#### Dataset records
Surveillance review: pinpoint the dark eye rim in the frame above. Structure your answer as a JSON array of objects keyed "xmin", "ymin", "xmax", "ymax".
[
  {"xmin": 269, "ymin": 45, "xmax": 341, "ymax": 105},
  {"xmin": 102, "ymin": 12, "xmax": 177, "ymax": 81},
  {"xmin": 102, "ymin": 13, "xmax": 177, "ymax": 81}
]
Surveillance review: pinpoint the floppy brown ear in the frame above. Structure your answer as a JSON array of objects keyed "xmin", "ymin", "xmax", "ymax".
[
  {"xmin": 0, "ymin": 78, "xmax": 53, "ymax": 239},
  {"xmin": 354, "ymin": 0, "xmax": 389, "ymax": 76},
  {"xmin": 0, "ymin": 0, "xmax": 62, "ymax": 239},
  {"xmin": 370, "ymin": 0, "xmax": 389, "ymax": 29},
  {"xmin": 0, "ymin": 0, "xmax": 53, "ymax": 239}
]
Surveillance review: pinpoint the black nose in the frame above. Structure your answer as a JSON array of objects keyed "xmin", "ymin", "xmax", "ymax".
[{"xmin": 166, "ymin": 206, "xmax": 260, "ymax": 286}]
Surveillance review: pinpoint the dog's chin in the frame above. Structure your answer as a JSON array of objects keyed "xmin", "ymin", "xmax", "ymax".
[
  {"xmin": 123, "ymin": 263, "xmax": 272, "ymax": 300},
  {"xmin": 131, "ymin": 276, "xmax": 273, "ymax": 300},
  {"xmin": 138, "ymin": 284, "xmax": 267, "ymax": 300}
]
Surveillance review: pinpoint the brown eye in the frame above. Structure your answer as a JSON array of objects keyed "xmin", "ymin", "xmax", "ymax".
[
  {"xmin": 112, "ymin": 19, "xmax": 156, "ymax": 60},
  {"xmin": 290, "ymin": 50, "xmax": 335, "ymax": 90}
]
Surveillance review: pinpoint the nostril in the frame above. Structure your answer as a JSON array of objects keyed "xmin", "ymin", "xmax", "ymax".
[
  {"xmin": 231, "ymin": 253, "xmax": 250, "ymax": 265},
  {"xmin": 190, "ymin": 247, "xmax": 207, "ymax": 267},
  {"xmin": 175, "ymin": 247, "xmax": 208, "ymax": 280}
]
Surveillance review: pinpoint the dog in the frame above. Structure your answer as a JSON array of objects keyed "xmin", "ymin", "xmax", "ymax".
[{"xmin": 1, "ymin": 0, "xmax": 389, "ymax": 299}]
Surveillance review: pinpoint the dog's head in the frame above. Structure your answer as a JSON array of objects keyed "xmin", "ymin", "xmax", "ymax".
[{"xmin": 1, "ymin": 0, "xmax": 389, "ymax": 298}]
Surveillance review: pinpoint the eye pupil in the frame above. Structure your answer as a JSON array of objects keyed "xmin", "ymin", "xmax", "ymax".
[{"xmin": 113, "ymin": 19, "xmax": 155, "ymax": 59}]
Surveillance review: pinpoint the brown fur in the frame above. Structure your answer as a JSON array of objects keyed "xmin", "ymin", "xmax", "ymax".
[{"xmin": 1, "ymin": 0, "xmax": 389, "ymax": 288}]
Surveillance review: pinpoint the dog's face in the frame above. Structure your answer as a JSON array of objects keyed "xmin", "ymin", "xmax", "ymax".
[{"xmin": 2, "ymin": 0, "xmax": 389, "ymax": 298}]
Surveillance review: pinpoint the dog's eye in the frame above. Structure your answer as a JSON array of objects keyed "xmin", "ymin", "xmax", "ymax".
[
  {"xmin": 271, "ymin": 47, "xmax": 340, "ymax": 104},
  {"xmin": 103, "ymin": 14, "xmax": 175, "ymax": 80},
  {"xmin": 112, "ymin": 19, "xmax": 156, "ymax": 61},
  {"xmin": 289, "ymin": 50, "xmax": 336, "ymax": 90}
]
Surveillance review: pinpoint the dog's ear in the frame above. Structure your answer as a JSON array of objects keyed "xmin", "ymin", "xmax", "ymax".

==

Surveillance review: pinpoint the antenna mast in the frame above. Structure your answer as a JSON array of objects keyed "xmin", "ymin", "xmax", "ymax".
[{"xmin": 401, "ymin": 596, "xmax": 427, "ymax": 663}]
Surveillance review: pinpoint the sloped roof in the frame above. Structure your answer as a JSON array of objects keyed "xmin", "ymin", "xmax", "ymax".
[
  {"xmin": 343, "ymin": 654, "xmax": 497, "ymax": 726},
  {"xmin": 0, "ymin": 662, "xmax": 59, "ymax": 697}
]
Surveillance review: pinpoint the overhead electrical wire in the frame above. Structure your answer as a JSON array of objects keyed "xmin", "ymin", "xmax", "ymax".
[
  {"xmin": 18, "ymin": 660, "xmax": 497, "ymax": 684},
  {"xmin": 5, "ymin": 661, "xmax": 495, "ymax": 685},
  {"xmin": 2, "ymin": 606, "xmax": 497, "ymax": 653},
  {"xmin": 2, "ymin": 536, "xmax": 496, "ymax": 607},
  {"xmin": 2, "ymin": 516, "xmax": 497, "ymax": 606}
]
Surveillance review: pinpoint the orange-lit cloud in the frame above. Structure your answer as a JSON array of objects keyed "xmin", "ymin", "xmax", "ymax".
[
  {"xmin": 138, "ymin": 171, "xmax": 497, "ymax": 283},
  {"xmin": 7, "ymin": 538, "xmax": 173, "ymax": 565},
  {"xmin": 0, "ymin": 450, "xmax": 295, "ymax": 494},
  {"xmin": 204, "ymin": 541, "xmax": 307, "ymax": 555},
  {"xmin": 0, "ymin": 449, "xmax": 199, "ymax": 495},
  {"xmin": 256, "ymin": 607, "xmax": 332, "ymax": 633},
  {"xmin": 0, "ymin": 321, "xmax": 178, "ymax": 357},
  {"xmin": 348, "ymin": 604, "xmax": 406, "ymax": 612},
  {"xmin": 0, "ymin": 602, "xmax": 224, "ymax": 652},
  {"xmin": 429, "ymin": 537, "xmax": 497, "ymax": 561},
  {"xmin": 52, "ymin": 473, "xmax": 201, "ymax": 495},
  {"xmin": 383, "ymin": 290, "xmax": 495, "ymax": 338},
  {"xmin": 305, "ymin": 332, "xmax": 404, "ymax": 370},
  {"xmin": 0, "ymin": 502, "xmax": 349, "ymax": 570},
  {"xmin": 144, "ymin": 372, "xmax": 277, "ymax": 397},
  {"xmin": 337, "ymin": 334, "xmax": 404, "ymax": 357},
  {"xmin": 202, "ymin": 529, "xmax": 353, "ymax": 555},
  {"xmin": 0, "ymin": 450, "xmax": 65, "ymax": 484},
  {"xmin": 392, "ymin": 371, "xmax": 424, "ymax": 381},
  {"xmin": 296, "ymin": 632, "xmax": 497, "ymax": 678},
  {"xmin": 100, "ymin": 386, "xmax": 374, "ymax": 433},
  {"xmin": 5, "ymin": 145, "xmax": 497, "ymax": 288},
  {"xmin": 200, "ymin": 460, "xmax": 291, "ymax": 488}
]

==

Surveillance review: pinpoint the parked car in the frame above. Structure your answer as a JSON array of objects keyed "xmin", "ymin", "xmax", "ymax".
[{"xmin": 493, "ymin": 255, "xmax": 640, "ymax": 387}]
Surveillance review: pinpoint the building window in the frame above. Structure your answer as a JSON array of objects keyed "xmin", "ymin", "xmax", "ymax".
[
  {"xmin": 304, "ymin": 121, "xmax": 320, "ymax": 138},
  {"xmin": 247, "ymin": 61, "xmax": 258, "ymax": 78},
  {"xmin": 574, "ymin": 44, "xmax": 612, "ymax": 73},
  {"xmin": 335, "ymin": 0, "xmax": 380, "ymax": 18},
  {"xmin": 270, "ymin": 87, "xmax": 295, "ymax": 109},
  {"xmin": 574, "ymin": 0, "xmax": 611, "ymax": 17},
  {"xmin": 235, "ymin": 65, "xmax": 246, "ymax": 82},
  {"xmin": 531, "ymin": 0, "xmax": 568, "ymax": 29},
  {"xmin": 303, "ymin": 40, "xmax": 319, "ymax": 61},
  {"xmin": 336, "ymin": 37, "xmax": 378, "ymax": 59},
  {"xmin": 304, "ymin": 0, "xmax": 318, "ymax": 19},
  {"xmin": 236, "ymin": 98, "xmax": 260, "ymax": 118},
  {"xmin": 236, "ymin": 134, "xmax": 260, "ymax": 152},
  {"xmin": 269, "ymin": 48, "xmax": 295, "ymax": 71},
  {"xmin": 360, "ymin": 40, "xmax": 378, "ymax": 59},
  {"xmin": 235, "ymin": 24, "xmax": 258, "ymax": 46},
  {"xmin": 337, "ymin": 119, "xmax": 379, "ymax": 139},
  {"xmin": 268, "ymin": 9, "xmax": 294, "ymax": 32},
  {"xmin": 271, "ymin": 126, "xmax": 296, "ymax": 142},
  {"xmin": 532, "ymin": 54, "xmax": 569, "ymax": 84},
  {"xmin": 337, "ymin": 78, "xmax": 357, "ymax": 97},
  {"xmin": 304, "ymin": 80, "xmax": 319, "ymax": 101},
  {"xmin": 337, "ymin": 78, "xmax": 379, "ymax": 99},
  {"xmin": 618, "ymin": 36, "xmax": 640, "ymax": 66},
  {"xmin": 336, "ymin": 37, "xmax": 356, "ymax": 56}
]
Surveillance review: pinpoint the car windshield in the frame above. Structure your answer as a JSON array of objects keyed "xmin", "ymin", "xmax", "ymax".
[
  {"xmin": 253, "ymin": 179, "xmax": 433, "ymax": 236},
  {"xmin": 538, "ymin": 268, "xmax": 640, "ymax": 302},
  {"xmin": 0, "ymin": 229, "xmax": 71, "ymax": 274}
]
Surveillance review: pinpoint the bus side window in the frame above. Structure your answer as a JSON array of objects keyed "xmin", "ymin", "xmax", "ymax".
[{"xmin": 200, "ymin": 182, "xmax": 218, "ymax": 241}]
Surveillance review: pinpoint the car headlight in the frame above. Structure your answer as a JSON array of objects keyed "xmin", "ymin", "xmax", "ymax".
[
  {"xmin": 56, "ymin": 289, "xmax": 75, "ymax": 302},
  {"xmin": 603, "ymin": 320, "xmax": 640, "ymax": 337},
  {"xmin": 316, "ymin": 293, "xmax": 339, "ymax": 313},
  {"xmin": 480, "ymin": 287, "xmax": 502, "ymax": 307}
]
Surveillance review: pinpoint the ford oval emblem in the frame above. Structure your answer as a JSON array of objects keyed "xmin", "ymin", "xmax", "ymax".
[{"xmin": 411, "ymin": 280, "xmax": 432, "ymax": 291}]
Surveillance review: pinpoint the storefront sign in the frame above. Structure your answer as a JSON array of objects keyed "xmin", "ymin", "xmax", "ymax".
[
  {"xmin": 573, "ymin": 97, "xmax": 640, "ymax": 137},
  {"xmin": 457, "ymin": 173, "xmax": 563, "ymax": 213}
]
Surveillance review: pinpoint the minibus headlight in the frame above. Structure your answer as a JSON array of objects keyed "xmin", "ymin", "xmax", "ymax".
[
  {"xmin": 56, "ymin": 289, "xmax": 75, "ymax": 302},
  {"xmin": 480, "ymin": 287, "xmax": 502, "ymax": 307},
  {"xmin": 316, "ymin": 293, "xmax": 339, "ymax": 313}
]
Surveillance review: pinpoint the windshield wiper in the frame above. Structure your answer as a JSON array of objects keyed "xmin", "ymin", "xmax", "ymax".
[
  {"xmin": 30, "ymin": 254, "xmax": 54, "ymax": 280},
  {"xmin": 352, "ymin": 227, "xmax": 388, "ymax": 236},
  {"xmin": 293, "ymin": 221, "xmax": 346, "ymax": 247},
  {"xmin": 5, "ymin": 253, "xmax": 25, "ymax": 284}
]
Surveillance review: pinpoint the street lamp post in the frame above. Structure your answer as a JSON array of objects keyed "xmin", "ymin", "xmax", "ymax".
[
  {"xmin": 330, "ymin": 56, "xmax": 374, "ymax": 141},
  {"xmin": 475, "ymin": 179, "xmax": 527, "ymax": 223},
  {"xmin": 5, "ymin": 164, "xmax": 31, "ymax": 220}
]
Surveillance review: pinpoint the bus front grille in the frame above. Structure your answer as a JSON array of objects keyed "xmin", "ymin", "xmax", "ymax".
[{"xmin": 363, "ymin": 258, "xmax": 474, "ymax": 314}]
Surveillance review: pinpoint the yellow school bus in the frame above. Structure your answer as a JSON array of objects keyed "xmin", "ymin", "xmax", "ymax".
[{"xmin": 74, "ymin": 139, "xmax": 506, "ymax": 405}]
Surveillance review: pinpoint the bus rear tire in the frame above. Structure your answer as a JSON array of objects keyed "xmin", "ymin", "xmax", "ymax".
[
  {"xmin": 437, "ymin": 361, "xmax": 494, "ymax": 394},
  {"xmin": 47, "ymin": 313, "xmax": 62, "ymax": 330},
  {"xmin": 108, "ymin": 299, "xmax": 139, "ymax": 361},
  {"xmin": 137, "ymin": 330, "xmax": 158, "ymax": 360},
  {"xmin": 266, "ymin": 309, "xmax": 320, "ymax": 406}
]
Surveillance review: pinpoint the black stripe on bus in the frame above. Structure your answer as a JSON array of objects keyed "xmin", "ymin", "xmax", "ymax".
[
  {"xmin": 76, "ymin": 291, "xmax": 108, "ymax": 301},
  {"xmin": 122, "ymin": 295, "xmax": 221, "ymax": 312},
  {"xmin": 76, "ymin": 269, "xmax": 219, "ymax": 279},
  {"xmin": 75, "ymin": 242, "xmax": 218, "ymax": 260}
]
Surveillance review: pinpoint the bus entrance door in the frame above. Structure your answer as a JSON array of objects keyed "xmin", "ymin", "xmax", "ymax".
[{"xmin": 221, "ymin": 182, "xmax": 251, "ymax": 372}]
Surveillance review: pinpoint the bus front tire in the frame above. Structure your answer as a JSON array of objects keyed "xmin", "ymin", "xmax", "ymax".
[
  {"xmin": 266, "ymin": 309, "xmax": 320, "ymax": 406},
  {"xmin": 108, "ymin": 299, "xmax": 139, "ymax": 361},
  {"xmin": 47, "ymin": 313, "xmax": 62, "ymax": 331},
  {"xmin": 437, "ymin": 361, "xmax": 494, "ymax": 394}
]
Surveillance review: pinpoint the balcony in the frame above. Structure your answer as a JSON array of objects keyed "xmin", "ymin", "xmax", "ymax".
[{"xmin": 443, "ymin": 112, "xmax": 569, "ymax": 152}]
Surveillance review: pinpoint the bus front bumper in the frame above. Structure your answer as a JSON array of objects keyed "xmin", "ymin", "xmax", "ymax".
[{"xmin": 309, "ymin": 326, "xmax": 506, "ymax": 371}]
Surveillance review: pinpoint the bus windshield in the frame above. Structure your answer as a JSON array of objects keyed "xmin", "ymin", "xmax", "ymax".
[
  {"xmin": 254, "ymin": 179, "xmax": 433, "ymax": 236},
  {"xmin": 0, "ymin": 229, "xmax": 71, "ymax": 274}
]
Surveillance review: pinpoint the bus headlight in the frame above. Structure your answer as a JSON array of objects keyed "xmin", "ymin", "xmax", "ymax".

#### Exercise
Print exactly the lines above from the one with "Surveillance review: pinpoint the bus windshield" to the one with "Surveillance review: pinpoint the bus headlight", including both.

#### Task answer
Surveillance review: pinpoint the bus windshield in the frame above. Structure your answer as a JSON array of objects keyed "xmin", "ymin", "xmax", "ymax".
[
  {"xmin": 254, "ymin": 179, "xmax": 433, "ymax": 236},
  {"xmin": 0, "ymin": 229, "xmax": 71, "ymax": 274}
]
Surveillance review: pinpoint the bus headlight in the frame above. Structure your answer as a JSON array of objects keyed "xmin", "ymin", "xmax", "ymax".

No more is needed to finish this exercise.